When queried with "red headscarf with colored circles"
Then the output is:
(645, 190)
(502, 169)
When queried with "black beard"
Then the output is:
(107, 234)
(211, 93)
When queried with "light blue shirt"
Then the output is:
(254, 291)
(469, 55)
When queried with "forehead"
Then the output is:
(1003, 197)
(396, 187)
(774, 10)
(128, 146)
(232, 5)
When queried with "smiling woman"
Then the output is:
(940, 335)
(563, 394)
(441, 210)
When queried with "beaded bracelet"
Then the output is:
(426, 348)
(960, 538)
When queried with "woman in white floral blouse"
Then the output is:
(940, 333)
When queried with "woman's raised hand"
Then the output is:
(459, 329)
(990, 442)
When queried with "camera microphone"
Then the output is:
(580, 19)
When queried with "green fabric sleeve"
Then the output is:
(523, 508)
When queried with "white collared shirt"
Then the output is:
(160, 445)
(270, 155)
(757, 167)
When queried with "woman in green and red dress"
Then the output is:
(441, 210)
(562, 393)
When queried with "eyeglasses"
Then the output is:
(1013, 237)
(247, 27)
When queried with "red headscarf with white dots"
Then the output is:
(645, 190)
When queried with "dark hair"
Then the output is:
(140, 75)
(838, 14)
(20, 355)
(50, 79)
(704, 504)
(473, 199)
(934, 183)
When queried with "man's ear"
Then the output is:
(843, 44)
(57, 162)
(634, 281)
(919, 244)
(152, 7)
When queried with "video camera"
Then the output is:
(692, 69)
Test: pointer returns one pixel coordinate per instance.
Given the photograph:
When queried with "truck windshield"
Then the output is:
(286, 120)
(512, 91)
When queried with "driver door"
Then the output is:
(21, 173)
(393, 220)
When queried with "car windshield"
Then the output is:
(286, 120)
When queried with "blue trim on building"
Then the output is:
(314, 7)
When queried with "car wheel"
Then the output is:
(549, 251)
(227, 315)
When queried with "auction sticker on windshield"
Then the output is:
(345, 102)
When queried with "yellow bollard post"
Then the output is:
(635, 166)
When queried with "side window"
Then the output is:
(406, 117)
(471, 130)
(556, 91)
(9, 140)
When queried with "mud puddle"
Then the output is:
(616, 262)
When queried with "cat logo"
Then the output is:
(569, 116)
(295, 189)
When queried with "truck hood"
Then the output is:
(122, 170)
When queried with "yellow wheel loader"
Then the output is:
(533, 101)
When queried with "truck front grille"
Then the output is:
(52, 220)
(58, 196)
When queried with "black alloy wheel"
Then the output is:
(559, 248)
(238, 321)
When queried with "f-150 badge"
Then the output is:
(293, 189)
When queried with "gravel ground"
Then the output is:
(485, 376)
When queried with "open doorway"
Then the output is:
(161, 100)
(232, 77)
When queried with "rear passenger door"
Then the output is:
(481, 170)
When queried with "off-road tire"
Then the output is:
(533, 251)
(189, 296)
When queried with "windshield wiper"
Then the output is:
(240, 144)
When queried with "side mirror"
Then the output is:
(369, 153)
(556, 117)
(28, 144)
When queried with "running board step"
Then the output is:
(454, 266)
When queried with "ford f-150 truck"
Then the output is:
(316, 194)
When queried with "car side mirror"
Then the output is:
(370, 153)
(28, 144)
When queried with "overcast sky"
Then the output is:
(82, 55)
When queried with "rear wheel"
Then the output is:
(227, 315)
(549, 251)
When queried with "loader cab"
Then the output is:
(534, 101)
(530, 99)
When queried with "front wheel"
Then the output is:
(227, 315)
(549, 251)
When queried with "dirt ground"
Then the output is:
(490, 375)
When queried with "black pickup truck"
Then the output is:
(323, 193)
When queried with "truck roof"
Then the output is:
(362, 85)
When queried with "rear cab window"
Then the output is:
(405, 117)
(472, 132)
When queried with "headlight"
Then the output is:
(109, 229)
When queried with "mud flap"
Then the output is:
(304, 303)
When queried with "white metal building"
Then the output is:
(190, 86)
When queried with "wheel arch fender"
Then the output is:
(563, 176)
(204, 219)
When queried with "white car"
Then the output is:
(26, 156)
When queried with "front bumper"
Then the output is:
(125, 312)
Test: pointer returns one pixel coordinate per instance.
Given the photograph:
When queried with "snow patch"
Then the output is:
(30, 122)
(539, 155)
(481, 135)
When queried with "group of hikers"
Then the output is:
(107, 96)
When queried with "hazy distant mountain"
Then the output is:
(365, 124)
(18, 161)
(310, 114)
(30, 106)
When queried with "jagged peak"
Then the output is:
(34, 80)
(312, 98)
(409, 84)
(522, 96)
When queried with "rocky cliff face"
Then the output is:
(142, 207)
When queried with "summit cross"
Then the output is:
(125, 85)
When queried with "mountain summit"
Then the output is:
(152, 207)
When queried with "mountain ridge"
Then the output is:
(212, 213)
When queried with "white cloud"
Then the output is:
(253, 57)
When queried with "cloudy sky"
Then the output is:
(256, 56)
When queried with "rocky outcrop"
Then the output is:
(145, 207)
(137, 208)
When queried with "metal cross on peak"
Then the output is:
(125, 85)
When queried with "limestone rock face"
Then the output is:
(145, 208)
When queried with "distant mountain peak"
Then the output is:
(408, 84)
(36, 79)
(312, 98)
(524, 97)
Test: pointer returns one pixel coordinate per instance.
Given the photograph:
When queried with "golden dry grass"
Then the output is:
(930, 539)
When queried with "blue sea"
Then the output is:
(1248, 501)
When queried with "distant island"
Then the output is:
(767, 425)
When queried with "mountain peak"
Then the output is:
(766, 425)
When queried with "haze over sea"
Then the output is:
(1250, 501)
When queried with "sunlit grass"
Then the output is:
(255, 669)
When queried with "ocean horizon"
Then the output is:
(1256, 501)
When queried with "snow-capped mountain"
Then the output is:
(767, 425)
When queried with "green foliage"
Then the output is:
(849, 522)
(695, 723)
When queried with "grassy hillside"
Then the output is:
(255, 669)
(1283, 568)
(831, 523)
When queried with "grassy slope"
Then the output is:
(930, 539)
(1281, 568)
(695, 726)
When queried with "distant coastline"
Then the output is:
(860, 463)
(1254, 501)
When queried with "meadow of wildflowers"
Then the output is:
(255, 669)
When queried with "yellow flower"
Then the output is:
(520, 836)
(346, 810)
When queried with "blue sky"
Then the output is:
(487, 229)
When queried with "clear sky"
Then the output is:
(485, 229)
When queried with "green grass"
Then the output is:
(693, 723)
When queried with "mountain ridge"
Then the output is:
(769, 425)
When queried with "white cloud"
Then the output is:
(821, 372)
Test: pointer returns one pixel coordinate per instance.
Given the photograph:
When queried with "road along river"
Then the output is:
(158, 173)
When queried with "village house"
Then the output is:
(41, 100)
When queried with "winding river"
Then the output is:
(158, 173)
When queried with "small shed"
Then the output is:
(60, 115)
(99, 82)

EXERCISE DIRECTIONS =
Count the lines in the material that contain the word "yellow". Give only the number.

CORRECT ANSWER =
3